DATA ▸
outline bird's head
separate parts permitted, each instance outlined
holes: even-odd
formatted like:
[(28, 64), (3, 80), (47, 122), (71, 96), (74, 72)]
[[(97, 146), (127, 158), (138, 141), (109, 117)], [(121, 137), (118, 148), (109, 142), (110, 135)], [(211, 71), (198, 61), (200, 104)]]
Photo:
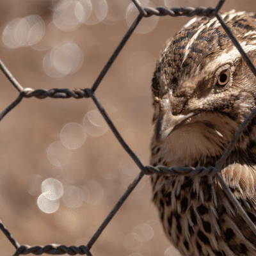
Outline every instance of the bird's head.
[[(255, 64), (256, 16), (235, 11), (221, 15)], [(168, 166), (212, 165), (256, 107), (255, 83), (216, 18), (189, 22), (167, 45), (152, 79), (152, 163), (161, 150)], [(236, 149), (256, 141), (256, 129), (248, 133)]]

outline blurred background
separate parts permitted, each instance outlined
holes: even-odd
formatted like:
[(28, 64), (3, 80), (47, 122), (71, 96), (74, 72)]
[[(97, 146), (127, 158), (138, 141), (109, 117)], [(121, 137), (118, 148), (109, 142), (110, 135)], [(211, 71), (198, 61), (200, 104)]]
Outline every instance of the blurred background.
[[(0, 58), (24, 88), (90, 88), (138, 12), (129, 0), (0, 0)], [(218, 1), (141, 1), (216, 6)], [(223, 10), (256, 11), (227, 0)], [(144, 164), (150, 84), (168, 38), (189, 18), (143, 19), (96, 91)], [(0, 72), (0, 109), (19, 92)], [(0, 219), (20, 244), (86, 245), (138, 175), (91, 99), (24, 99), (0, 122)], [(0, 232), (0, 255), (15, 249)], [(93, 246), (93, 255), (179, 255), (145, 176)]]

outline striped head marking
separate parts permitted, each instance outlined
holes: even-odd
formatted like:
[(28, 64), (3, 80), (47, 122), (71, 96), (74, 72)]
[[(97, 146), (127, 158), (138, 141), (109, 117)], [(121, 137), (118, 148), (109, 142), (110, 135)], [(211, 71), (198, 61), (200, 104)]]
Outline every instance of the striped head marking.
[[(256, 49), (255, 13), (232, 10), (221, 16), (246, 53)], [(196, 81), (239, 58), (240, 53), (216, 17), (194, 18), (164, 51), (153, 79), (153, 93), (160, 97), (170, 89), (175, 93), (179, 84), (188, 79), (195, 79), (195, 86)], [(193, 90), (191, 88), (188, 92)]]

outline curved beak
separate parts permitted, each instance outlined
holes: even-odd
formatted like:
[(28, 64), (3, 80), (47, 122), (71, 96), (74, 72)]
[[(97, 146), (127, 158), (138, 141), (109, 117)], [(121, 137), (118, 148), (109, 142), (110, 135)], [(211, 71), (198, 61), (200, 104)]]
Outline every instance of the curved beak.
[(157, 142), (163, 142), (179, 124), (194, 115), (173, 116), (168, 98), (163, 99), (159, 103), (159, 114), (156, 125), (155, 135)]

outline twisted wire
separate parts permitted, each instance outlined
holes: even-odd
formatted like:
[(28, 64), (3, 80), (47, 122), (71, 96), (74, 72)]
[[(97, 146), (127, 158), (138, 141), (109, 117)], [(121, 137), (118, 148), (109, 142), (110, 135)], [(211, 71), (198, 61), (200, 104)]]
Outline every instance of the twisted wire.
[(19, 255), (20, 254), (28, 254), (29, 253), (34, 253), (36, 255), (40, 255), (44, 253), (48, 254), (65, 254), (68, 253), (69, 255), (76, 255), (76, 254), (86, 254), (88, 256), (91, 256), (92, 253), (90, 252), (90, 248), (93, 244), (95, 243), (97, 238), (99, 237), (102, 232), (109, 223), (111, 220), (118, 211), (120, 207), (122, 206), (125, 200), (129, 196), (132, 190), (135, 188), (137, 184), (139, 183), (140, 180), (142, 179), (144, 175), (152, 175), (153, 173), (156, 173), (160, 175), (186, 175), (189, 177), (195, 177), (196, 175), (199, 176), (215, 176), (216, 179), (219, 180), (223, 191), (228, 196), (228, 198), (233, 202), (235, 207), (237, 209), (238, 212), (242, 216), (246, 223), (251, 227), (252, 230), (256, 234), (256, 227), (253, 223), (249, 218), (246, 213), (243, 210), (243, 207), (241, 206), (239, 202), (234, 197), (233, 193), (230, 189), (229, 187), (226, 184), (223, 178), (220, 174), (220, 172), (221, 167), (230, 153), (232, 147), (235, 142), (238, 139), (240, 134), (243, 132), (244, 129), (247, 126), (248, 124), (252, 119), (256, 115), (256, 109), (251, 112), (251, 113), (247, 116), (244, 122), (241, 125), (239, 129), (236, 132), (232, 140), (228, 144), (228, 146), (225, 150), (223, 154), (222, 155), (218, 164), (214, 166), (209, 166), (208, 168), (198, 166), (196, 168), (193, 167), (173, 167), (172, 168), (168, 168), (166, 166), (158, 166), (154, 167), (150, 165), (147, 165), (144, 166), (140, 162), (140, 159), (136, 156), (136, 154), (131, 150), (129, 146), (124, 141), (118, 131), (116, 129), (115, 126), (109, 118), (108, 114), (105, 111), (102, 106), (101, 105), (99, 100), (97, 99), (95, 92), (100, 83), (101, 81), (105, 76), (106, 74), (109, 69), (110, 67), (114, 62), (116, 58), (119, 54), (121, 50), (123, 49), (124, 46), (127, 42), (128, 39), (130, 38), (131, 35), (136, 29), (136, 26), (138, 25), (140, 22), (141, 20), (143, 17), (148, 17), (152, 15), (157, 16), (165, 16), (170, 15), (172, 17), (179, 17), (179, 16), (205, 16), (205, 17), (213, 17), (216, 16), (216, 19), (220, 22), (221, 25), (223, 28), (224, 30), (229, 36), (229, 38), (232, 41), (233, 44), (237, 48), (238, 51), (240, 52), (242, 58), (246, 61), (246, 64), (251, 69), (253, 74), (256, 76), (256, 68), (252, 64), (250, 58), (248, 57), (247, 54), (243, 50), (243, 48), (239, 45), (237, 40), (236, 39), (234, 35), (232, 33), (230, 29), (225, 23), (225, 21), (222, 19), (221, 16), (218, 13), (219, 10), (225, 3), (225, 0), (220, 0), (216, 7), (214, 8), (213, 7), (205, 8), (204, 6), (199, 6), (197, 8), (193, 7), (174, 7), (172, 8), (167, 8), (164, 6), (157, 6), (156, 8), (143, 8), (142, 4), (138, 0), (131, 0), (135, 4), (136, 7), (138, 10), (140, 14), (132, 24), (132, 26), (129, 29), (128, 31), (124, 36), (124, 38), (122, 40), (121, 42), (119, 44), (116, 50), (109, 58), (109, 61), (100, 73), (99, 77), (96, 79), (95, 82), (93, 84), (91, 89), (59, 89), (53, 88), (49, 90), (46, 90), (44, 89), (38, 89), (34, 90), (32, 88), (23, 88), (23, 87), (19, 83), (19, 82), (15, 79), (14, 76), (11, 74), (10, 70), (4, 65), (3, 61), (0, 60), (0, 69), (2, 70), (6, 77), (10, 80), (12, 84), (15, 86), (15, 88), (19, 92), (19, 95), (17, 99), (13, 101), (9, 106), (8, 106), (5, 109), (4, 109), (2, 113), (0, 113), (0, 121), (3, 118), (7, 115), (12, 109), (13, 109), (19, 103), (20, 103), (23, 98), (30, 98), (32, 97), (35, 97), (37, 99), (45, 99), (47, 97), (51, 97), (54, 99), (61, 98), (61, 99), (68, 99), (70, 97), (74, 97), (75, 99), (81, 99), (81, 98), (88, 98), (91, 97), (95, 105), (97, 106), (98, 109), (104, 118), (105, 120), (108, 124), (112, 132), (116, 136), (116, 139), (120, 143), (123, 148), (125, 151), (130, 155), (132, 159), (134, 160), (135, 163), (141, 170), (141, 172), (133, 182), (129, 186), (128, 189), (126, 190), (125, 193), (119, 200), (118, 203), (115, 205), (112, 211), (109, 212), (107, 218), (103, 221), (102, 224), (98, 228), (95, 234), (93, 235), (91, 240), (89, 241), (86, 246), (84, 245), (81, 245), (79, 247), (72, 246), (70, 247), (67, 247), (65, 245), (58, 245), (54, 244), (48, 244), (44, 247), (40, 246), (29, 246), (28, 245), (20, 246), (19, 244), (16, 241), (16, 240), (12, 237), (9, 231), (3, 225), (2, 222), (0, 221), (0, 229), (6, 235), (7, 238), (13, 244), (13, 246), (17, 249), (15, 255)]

TASK BRIEF ▸ Reproduce verbatim the material from its first line up to and including the line containing "Outline every instance of the bird's head.". Leave the pictures out of your reproduction.

FINAL RESULT ▸
outline bird's head
separate parts permitted, each instance outlined
holes: even-odd
formatted like:
[(28, 64), (3, 80), (47, 122), (71, 96), (74, 72)]
[[(97, 146), (127, 158), (138, 141), (109, 117)], [(121, 137), (118, 148), (109, 142), (110, 135)], [(211, 71), (198, 61), (200, 104)]]
Photo:
Outline every instance of the bird's head.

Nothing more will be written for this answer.